* _TO DO_: Your job is to set down the stretch of entries that opens with the line containing "Target: airman in blue" and closes with the line containing "of the round". Keep both end lines, copy each exactly, and add nothing.

* _DATA SECTION_:
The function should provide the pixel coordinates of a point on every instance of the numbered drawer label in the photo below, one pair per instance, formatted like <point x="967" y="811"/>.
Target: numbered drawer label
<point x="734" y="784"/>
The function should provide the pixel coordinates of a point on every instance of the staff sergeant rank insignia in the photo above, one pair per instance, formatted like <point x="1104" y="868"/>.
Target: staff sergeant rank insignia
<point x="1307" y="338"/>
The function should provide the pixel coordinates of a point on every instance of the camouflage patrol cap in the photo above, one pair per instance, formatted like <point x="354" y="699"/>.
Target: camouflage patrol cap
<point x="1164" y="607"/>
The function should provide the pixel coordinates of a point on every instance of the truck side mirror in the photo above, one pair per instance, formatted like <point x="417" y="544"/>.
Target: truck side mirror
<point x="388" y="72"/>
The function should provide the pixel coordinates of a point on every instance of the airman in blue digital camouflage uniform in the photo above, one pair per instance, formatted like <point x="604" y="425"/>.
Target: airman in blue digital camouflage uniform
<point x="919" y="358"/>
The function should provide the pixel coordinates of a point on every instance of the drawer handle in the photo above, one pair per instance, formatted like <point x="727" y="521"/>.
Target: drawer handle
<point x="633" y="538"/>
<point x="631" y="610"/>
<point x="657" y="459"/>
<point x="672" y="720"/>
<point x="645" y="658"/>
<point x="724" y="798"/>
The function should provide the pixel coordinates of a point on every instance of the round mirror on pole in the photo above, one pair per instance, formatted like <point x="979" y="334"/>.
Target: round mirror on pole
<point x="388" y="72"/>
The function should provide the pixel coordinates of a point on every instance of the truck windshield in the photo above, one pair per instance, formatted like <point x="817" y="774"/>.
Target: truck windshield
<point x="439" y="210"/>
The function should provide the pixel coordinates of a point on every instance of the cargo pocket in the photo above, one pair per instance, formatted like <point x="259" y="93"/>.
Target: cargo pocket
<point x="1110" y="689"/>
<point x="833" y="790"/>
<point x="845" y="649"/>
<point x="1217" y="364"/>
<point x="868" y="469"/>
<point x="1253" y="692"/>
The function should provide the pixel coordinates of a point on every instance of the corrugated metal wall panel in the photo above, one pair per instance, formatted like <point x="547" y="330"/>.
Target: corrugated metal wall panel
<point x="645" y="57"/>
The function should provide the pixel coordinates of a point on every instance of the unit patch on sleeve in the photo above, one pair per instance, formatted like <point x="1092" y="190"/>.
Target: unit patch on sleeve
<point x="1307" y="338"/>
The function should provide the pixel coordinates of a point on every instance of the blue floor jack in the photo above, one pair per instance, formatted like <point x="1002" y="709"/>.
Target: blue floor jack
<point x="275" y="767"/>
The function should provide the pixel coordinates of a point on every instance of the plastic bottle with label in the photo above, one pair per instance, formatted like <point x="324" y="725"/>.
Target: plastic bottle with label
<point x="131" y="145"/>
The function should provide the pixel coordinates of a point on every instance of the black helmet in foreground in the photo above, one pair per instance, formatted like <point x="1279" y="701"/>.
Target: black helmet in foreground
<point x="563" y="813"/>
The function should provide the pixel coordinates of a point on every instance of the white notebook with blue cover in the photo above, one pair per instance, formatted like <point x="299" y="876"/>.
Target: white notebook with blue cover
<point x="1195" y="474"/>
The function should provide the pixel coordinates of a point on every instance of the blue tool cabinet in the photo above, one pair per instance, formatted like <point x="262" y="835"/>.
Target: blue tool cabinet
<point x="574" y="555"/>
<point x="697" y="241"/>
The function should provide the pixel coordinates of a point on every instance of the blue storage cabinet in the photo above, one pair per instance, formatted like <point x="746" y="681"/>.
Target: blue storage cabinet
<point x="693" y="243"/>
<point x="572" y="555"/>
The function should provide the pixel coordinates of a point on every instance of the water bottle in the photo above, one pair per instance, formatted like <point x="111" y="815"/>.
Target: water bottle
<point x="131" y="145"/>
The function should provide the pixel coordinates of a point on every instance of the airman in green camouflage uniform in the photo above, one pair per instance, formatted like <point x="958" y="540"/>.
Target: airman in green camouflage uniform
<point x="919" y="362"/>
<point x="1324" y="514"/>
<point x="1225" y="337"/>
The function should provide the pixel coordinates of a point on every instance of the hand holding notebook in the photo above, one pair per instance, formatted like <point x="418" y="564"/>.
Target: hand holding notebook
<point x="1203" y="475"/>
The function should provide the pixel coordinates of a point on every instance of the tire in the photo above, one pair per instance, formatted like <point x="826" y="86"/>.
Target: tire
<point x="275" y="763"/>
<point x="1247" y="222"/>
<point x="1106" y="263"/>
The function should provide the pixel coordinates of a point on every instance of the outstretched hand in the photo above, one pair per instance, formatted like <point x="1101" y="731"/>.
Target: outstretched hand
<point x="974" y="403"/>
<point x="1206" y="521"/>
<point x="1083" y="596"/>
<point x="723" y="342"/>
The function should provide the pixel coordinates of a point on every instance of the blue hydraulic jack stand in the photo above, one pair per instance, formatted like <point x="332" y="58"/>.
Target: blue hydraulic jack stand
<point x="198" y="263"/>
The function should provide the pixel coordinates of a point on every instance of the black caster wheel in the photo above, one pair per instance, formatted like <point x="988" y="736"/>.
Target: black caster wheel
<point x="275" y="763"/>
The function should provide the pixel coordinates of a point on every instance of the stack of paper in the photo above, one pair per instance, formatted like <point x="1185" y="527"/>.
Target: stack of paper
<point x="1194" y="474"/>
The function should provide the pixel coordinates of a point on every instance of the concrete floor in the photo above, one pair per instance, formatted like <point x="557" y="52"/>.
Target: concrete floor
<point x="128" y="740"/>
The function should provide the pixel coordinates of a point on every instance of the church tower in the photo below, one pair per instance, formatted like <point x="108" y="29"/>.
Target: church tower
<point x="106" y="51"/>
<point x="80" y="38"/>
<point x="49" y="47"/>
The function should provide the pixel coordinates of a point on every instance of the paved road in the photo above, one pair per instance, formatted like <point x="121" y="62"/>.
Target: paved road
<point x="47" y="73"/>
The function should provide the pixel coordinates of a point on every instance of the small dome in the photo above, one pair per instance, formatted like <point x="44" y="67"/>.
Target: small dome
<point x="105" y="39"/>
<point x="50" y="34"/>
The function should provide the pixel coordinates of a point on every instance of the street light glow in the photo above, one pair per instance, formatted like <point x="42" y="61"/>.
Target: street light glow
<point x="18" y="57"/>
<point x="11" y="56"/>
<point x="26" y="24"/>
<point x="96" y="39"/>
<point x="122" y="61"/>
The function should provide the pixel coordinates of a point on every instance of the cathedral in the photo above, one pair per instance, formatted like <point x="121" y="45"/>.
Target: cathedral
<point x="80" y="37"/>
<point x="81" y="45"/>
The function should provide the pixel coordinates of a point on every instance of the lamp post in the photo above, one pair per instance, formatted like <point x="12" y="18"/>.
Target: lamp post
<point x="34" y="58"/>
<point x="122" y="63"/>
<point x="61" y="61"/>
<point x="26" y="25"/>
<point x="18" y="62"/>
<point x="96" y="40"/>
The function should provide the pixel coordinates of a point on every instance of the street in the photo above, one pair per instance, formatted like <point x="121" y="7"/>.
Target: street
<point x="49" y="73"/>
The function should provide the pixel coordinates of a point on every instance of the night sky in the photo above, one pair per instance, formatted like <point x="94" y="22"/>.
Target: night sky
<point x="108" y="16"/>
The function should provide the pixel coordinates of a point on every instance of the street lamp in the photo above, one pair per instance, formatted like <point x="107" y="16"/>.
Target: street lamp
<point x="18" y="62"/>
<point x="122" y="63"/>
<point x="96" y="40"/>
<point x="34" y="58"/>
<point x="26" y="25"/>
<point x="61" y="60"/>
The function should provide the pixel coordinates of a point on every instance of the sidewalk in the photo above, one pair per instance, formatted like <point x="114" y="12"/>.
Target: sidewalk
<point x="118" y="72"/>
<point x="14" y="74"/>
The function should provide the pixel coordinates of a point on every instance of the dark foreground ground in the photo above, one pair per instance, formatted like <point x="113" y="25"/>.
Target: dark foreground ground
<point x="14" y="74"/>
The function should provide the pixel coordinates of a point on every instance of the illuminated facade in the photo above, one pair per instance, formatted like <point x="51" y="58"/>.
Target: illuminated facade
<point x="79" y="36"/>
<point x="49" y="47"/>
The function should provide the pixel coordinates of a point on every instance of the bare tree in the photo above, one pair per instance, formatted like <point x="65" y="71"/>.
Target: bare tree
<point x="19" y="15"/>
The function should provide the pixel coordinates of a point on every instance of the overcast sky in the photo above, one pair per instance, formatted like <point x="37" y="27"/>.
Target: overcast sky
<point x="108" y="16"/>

* _TASK SOLUTION_:
Target: airman in blue digital camouflage uniform
<point x="919" y="358"/>
The function should provide the pixel coordinates of a point on every instance of the drawer handle in the photo above, one pair per instance, formatted like <point x="727" y="521"/>.
Target: drawer handle
<point x="633" y="538"/>
<point x="631" y="610"/>
<point x="657" y="459"/>
<point x="672" y="720"/>
<point x="645" y="658"/>
<point x="724" y="798"/>
The function should provide the pixel coordinates of a point on every instance of the round mirror on pole in the photo above, one pair per instance, formatted like <point x="979" y="334"/>.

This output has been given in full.